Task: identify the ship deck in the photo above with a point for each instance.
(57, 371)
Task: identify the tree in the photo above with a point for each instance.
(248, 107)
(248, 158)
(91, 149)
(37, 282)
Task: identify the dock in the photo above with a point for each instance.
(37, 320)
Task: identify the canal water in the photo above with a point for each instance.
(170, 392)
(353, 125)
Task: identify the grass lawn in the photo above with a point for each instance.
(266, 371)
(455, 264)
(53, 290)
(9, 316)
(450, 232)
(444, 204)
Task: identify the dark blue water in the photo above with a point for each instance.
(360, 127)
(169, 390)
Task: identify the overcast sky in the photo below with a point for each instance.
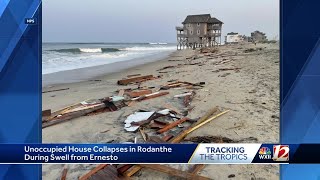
+ + + + +
» Exercise
For each entry above, write it out again exactly but leave out any picture.

» Result below
Task: identify the ship deck in the photo above with a point for each instance.
(57, 371)
Task: identify the tree in the photo above with a point for each instance.
(248, 107)
(248, 158)
(91, 149)
(37, 282)
Task: identify the dock in the photo above with a point for each instance.
(37, 320)
Task: identify the canal water in the photo above with a point for each instance.
(170, 392)
(353, 125)
Task: identify the grass lawn in the photo above with a point for each instance.
(266, 371)
(455, 264)
(53, 290)
(9, 316)
(450, 232)
(444, 204)
Task: identify the dark blue water in the photo above with a point for each instance.
(360, 127)
(169, 390)
Task: identify the overcast sky in the photo below with a point for each instance.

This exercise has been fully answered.